### What you are asked to do
From the RAMMAP article below, write out the stretch from "Have you ever" through "in physical RAM." word for word.

### Source text
Have you ever had the situation where memory is disappearing and you don’t know where it is being used? Which program is using the memory, and is it paged out to disk or in RAM? That’s where RAMMAP comes in. It’s a great utility from the Sysinternals Team at Microsoft. Here’s an example of how I’ve used RAMMAP to diagnose things.
Below you see a system with 64GB of ram, of which most of it use being used up. If you used Task Manager you’d see that was the case, but not where it was going. You might see the processes listed and the RAM they are using but that only shows half the story. Running RAMMAP however shows that there is a type of memory usage called Mapped File and it’s using 21GB in total, of which 20GB is in the Active column – this means it’s actually in physical RAM.
If you then move to the File Summary tab, and sort it based on the Total column, you will see that the Windows.edb associated with the Windows Search service is using a fair chunk of that memory and most of it is in the Active column.
What happens then if we restart the Windows Search Services?
Well – after restarting the Windows Search service, and doing a refresh on RAMMAP, we see that the Mapped File setion shows that 19GB is now being pulled from the Standby memory instead of active. Also – the amount of total Active memory has dropped to 44GB (or so)
Correspondingly the windows.edb is showing the results on the File Summary tab too. Now this does not fix the particular issue with Windows Search, but I’m using this more as an example of what you can do overall with this utility and situations where I’ve used it myself.
Where can I download RAMMAP?
Direct from Microsoft here
Hope this helps you as much as it has me over time!

### Record set
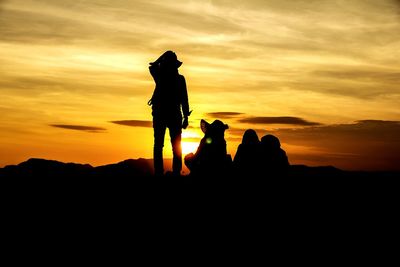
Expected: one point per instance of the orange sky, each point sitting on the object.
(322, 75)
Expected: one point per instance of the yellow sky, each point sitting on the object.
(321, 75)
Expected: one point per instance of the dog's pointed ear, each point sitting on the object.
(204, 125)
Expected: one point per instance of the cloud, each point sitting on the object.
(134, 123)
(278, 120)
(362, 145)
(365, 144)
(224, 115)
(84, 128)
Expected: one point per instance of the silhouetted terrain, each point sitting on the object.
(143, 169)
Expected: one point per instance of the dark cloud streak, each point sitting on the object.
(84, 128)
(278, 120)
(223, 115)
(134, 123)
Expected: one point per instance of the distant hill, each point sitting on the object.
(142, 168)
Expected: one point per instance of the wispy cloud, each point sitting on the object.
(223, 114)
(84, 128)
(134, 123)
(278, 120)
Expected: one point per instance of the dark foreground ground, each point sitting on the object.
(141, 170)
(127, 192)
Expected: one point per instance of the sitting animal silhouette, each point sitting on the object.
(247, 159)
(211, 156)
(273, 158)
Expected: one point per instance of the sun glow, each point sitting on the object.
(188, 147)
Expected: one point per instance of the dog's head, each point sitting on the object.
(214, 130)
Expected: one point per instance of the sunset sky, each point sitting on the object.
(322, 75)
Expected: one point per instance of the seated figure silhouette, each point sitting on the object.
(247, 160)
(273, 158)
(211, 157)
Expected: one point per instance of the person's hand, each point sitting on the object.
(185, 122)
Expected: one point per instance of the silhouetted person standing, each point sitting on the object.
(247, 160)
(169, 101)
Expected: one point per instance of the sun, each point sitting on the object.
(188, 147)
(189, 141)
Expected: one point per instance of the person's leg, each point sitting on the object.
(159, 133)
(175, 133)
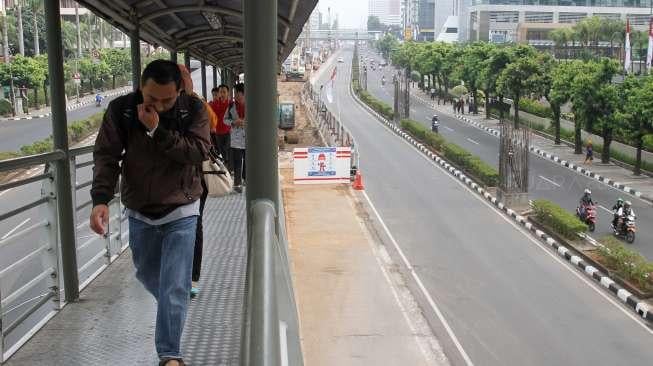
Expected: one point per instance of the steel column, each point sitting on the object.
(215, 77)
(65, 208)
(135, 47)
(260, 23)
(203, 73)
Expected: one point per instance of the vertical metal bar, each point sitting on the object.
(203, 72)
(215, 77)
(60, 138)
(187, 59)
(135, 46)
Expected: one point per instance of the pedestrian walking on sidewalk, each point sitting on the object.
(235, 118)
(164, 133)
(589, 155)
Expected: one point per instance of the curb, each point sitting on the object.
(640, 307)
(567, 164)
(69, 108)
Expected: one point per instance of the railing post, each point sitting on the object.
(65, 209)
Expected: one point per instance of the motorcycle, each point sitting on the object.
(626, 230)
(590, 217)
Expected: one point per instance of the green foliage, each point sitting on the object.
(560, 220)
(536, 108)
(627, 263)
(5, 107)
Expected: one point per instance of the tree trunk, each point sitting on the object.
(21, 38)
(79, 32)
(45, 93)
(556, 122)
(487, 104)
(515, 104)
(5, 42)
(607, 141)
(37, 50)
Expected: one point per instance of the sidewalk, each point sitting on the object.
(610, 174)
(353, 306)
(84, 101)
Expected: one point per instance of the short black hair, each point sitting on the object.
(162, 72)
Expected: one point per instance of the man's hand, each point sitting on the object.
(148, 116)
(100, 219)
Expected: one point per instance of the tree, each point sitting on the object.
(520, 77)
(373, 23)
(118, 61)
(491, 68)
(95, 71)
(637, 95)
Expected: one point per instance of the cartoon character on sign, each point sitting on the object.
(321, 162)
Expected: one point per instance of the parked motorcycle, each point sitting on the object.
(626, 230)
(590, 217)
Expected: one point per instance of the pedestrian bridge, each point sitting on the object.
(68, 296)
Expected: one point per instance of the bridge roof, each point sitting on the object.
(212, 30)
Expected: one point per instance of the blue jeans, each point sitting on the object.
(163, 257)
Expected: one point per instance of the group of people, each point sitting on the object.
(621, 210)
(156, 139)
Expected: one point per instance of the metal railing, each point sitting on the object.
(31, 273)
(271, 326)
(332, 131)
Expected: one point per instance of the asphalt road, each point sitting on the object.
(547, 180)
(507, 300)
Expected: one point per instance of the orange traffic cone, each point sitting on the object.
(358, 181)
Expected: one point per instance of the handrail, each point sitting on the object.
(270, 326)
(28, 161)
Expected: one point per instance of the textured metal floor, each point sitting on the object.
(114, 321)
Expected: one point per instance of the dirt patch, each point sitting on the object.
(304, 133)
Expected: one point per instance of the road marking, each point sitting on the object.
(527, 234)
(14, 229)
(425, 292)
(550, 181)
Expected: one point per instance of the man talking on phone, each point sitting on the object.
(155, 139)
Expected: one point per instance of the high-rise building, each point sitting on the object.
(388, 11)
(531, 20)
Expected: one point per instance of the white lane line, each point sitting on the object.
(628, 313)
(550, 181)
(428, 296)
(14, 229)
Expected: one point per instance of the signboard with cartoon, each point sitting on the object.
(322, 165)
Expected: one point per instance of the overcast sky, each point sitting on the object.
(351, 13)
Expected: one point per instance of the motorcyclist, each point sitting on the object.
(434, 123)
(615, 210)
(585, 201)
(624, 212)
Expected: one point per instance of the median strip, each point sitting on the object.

### Your response
Have you ever had the situation where memory is disappearing and you don’t know where it is being used? Which program is using the memory, and is it paged out to disk or in RAM? That’s where RAMMAP comes in. It’s a great utility from the Sysinternals Team at Microsoft. Here’s an example of how I’ve used RAMMAP to diagnose things.
Below you see a system with 64GB of ram, of which most of it use being used up. If you used Task Manager you’d see that was the case, but not where it was going. You might see the processes listed and the RAM they are using but that only shows half the story. Running RAMMAP however shows that there is a type of memory usage called Mapped File and it’s using 21GB in total, of which 20GB is in the Active column – this means it’s actually in physical RAM.